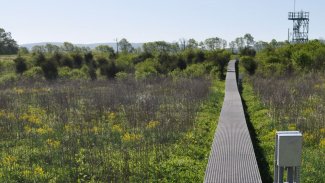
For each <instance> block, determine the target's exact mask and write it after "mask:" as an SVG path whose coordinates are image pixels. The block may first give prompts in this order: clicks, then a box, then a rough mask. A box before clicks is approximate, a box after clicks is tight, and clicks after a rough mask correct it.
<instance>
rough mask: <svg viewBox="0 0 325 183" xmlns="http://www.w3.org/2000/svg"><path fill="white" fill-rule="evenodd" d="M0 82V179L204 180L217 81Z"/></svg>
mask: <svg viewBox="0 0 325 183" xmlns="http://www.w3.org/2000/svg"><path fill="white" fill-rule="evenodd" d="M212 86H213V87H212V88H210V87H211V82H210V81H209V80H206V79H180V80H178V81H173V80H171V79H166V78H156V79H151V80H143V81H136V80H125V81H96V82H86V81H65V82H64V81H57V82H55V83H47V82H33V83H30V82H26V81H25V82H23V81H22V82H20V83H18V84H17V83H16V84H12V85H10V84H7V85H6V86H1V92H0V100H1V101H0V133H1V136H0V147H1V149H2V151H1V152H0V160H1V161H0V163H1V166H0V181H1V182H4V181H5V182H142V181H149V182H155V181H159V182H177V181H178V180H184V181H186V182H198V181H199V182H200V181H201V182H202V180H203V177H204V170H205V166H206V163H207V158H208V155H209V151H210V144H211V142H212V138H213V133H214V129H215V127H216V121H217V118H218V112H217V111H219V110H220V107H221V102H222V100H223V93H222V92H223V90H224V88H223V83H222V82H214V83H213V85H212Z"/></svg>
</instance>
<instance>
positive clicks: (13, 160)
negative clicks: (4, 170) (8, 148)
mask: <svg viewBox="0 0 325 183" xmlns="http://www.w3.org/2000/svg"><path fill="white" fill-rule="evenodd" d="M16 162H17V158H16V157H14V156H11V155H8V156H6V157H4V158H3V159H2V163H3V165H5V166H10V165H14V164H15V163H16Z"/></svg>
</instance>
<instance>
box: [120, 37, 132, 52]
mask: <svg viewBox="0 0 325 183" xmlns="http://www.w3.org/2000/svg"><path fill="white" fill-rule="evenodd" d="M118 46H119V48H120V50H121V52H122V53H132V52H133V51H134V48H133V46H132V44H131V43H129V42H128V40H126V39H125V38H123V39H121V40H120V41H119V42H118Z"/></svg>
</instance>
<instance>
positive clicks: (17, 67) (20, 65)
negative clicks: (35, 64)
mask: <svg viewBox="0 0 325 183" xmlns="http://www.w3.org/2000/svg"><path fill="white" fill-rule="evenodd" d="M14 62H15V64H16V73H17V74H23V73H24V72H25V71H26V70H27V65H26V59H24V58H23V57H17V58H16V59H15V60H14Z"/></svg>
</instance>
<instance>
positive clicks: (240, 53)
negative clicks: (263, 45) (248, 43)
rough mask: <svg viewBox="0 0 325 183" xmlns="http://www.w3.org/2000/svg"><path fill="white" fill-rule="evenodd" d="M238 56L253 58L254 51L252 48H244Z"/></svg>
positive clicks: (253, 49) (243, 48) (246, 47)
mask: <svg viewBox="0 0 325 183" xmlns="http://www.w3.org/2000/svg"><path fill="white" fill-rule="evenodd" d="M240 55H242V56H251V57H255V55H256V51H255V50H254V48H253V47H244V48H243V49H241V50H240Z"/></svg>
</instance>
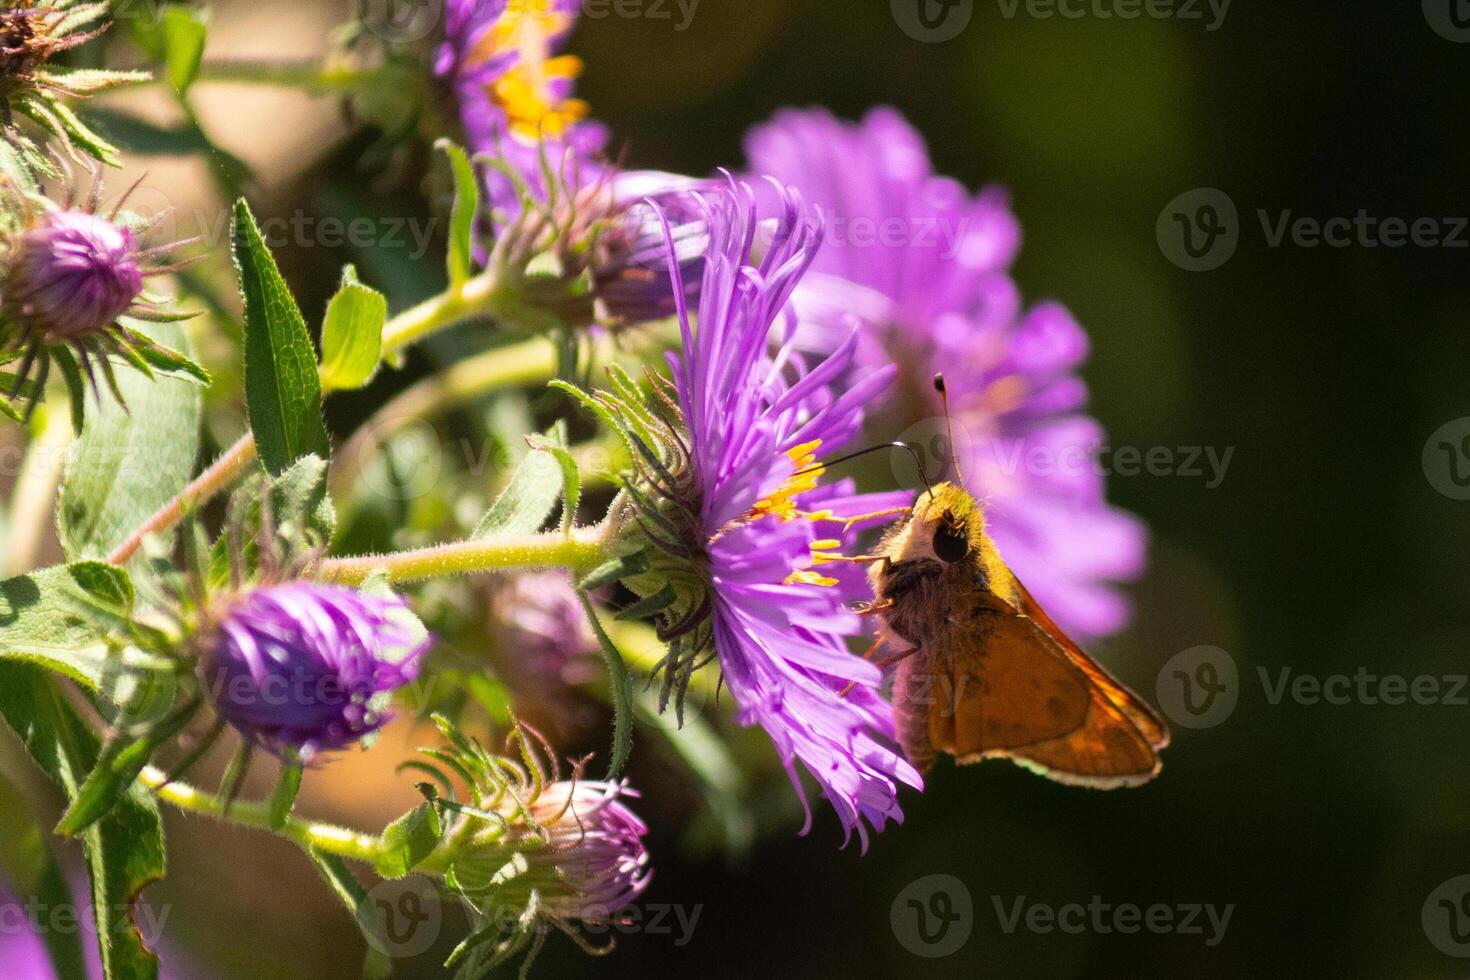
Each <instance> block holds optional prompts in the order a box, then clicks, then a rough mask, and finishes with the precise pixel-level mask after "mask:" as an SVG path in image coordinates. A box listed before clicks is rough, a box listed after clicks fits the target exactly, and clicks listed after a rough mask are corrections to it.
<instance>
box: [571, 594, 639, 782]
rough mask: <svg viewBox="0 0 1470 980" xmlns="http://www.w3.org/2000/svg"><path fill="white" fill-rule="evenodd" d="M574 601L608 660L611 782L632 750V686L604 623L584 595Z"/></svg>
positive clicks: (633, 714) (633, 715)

Goal of the exercise:
The task requires the full listing to be given again verbatim, without its pictures.

Response:
For each <instance> block, determine the target's exact mask and write it after "mask:" as an SVG path whose coordinates are image pixels. The block may first give prompts in this order: clicks, then a box, then a rough mask. A box before clicks is approximate, a box after clicks is tight, and clicks after a rough mask correct it.
<instance>
rough mask: <svg viewBox="0 0 325 183" xmlns="http://www.w3.org/2000/svg"><path fill="white" fill-rule="evenodd" d="M0 82V179L204 180L217 81Z"/></svg>
mask: <svg viewBox="0 0 325 183" xmlns="http://www.w3.org/2000/svg"><path fill="white" fill-rule="evenodd" d="M212 86H213V87H212V88H210V87H211V82H210V81H209V80H206V79H180V80H178V81H173V80H171V79H166V78H156V79H151V80H143V81H136V80H125V81H96V82H86V81H65V82H64V81H57V82H55V83H47V82H33V83H30V82H26V81H25V82H23V81H22V82H20V83H18V84H17V83H16V84H12V85H10V84H7V85H6V86H1V92H0V100H1V101H0V133H1V136H0V147H1V149H2V151H1V152H0V160H1V161H0V163H1V166H0V181H1V182H4V181H5V182H142V181H149V182H155V181H159V182H177V181H178V180H184V181H186V182H198V181H199V182H200V181H201V182H202V180H203V177H204V170H205V166H206V163H207V158H208V155H209V151H210V144H211V142H212V138H213V133H214V129H215V127H216V121H217V118H218V112H217V111H219V110H220V107H221V102H222V100H223V93H222V92H223V90H224V88H223V83H222V82H214V83H213V85H212Z"/></svg>
</instance>
<instance>
positive clicks: (13, 160)
negative clicks: (4, 170) (8, 148)
mask: <svg viewBox="0 0 325 183" xmlns="http://www.w3.org/2000/svg"><path fill="white" fill-rule="evenodd" d="M16 162H17V158H16V157H14V156H11V155H8V156H6V157H4V158H3V159H2V163H3V165H5V166H10V165H14V164H15V163H16Z"/></svg>
</instance>
<instance>
box: [120, 37, 132, 52]
mask: <svg viewBox="0 0 325 183" xmlns="http://www.w3.org/2000/svg"><path fill="white" fill-rule="evenodd" d="M118 46H119V48H120V50H121V52H122V53H132V52H133V51H134V48H133V46H132V44H131V43H129V42H128V40H126V39H125V38H123V39H121V40H120V41H119V42H118Z"/></svg>
</instance>
<instance>
positive clicks: (17, 67) (20, 65)
negative clicks: (35, 64)
mask: <svg viewBox="0 0 325 183" xmlns="http://www.w3.org/2000/svg"><path fill="white" fill-rule="evenodd" d="M14 62H15V64H16V73H17V74H23V73H24V72H25V71H26V70H27V65H26V59H24V58H23V57H17V58H16V59H15V60H14Z"/></svg>
</instance>
<instance>
positive clicks: (240, 53)
negative clicks: (263, 45) (248, 43)
rough mask: <svg viewBox="0 0 325 183" xmlns="http://www.w3.org/2000/svg"><path fill="white" fill-rule="evenodd" d="M238 56L253 58L254 51L252 48H244Z"/></svg>
positive clicks: (253, 49) (243, 48) (246, 47)
mask: <svg viewBox="0 0 325 183" xmlns="http://www.w3.org/2000/svg"><path fill="white" fill-rule="evenodd" d="M240 55H242V56H251V57H255V55H256V51H255V50H254V48H253V47H244V48H243V49H241V50H240Z"/></svg>
</instance>
Each <instance> block holds optional prompts in the order a box, then clicks, then a rough mask, and finishes with the precise pixel-level mask after "mask:" as an SVG path in image coordinates. A box listed before clicks is rough, a box listed after clicks fits the target exactly, and clicks listed after a rough mask are corrections to it.
<instance>
box: [571, 594, 639, 782]
rough mask: <svg viewBox="0 0 1470 980" xmlns="http://www.w3.org/2000/svg"><path fill="white" fill-rule="evenodd" d="M574 601L608 660L611 782L632 750V686L604 623L584 595Z"/></svg>
positive clicks: (633, 714) (633, 715)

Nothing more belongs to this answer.